begin DOCUMENT EXTRACT

# Meetkat Litter Training



## EmmaLock (Nov 10, 2010)

Hey everyone!

I'm very curious to know if you keep meerkats and if they are litter-trained.
I've been raising a pair of rejected twins and they're doing fantastically (now 3 months) but they do make me scratch my head with their toilet habits. Sometimes they will use the same place over and over, and then they will suddenly go elsewhere.
Has anyone else encountered this? Also, has anyone managed to'train' their meerkats to use a tray/similar?
If so I'd be very greatful for some words of advice as we do get the occasional present in odd places


----------



## annie.davis (Feb 18, 2009)

In my experience Meerkats will generally choose a corner or sometimes two and stick with it then as they get older they will not go anywhere else.


However if you are starting out with new pups it might be an idea to put sand, newspaper etc in the area they seem to be using most and if they go elsewhere transfer their faeces into the corner they should be going to. 


Keep repeating this process and they will soon learn, obviously you may find little accidents along the way but Meerkats are generally very clean.


----------



## Zoo-Man (Apr 12, 2008)

M meerkats use one spot as their latrine now they are older, but when I first got them as pups, they would go anywhere.


----------



## stubeanz (Mar 28, 2007)

I agree they will use certain corners as adults but as youngsters tend to go anywhere lol im sure with time they will choose which corners of the enclosure to use :2thumb:


----------

end DOCUMENT EXTRACT

- EXERCISE DESCRIPTION
Copy out the meerkat litter-training thread word for word, starting at "However if you" and continuing up to and including "would go anywhere.". You won't need the items that come after the meerkat litter-training thread.

begin MATERIAL

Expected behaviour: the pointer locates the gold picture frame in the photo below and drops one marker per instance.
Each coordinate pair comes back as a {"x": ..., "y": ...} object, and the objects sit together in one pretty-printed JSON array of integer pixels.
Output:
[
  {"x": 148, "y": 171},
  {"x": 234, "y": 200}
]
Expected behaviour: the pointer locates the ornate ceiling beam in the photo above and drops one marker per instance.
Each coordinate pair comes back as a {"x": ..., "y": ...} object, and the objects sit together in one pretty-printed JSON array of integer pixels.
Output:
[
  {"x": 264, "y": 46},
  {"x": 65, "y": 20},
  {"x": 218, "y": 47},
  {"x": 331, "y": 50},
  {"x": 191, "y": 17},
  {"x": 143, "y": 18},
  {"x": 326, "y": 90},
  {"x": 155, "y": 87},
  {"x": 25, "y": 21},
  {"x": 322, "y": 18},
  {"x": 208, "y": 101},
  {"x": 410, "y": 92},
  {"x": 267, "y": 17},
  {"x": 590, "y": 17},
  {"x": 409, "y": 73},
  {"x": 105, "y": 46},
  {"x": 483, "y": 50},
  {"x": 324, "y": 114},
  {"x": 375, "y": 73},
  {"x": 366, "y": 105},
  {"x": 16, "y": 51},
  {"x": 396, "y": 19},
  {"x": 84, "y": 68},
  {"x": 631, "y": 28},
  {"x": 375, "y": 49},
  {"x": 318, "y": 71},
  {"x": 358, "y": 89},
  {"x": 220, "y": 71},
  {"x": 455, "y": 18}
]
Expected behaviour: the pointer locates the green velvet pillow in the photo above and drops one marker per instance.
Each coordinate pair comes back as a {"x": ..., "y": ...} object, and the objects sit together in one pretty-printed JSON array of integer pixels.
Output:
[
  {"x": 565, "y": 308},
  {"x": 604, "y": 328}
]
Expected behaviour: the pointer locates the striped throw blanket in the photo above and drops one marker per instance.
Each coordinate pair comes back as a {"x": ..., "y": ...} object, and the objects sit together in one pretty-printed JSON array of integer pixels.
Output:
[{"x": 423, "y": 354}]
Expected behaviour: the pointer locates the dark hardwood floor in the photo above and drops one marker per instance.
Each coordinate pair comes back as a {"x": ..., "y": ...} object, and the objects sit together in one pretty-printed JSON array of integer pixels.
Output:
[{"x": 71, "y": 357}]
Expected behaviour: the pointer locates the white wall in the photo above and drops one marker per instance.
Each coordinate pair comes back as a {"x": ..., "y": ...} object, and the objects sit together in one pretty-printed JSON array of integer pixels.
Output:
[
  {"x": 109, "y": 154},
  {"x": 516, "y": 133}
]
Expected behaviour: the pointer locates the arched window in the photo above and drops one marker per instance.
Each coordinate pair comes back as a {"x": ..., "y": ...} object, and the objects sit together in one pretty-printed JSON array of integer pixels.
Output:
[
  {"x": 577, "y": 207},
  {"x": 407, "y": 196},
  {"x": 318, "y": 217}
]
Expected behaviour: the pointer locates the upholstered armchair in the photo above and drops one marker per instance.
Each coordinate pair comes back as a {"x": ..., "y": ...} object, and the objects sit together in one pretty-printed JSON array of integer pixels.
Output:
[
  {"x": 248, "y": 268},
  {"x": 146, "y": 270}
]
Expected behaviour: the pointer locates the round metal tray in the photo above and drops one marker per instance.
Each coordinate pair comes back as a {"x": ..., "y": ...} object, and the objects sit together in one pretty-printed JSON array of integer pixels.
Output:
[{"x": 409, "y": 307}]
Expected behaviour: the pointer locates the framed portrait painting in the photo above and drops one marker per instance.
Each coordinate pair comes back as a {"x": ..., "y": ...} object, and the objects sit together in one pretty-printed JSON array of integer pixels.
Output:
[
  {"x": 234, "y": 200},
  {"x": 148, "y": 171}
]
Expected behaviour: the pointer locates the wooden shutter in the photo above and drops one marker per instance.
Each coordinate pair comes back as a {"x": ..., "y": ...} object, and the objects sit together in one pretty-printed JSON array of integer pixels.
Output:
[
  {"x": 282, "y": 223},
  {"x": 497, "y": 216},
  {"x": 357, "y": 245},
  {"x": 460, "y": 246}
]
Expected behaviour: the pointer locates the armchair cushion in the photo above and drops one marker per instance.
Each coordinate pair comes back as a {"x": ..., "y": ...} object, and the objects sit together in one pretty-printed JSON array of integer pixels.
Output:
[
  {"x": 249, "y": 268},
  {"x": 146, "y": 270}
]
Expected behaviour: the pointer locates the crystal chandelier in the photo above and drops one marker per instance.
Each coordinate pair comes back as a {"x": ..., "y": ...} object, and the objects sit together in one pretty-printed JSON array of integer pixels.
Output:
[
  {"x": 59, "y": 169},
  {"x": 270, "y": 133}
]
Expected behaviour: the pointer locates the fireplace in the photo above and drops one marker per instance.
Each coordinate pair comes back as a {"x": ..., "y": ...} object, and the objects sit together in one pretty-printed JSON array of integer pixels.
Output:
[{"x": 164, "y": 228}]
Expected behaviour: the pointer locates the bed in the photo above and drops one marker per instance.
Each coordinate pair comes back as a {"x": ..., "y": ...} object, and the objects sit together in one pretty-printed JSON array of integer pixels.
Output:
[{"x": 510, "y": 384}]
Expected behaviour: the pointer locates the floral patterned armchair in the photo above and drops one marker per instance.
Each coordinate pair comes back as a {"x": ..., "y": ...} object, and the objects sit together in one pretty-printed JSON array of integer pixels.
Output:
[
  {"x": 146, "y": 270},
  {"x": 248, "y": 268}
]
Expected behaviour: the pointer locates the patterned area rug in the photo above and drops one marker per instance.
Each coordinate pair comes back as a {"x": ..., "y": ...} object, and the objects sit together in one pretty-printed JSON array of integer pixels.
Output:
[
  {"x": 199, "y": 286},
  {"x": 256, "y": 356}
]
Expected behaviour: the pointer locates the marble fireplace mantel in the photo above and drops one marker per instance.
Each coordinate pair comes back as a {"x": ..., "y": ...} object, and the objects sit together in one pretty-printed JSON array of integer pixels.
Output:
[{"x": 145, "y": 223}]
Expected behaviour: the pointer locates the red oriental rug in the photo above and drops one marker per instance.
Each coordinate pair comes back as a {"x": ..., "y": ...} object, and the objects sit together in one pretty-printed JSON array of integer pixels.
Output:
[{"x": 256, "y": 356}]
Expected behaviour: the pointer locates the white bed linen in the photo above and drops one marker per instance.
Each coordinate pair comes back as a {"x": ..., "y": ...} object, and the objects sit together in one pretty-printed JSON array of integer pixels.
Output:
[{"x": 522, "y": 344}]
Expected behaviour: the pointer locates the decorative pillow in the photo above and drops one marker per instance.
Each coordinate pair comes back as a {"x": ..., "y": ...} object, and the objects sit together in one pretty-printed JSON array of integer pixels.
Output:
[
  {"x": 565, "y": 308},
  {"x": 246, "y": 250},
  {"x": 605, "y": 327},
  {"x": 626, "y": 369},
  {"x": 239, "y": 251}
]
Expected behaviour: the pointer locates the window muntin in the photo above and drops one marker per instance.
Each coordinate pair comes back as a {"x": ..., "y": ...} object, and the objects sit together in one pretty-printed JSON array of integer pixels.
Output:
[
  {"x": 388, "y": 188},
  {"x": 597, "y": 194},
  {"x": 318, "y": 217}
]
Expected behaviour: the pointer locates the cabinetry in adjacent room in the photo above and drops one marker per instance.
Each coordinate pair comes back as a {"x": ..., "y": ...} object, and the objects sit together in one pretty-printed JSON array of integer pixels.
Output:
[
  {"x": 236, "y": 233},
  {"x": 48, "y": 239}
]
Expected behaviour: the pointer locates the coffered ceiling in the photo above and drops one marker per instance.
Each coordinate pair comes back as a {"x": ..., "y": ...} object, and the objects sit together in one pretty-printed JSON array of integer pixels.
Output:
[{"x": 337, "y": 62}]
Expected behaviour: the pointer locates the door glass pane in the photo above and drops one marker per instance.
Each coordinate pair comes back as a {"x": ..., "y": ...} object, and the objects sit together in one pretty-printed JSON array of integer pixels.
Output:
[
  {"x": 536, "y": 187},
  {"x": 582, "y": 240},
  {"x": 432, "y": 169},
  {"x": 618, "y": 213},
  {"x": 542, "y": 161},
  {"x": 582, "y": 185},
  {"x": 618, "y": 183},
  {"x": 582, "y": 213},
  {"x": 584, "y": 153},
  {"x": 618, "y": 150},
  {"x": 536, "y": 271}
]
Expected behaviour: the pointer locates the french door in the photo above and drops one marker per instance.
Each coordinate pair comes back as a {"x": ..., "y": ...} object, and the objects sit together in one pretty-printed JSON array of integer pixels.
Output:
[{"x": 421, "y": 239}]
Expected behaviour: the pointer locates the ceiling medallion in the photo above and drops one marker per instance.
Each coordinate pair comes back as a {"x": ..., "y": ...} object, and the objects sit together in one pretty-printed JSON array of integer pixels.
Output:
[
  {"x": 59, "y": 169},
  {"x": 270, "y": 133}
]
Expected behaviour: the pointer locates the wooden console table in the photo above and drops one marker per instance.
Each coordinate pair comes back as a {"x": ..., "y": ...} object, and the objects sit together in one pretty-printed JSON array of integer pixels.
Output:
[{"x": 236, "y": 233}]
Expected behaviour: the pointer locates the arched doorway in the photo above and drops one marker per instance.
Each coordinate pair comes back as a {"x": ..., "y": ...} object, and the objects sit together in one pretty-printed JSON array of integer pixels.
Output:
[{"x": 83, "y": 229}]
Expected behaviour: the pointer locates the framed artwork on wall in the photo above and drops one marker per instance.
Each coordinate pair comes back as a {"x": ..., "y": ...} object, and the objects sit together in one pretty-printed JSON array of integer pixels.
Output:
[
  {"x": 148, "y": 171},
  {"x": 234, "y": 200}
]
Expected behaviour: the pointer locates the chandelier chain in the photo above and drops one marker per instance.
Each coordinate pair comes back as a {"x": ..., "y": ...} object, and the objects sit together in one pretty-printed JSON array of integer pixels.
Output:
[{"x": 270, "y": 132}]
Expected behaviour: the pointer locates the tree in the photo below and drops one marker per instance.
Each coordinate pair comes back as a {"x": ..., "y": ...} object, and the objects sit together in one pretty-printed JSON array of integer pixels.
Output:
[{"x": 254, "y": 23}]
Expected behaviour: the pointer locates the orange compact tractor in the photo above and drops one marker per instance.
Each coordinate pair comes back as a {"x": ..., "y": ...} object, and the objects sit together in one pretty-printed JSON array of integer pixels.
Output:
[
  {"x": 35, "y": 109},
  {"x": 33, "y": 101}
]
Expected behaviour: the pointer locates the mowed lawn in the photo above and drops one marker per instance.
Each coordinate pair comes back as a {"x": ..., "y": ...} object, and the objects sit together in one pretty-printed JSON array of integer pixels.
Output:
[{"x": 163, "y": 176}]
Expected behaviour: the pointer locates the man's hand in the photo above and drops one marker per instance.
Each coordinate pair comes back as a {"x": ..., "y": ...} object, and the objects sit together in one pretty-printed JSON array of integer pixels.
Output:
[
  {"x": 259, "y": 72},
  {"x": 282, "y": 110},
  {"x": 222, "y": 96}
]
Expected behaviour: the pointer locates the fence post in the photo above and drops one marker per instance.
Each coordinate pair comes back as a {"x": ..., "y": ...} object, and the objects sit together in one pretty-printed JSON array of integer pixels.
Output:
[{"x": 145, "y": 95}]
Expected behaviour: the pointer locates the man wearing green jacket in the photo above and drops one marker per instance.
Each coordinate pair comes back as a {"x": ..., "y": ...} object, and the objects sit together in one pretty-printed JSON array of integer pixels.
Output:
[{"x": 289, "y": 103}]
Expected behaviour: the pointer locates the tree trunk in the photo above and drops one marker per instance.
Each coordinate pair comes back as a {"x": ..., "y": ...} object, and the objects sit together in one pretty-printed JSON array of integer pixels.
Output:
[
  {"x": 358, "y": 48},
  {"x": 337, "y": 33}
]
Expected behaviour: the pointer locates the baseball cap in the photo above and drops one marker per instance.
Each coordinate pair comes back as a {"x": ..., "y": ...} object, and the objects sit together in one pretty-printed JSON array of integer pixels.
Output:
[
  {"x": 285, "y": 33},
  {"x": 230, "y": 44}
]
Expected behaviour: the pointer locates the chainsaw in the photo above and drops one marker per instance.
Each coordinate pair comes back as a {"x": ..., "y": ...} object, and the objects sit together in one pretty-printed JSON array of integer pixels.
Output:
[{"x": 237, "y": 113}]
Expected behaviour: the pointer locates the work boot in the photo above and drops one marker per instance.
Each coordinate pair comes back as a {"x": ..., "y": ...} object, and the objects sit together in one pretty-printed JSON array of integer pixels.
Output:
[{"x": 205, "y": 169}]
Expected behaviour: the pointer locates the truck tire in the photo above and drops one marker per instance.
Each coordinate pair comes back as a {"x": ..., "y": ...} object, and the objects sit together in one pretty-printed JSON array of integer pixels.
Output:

end MATERIAL

- RESPONSE BELOW
However if you are starting out with new pups it might be an idea to put sand, newspaper etc in the area they seem to be using most and if they go elsewhere transfer their faeces into the corner they should be going to. 


Keep repeating this process and they will soon learn, obviously you may find little accidents along the way but Meerkats are generally very clean.


----------



## Zoo-Man (Apr 12, 2008)

M meerkats use one spot as their latrine now they are older, but when I first got them as pups, they would go anywhere.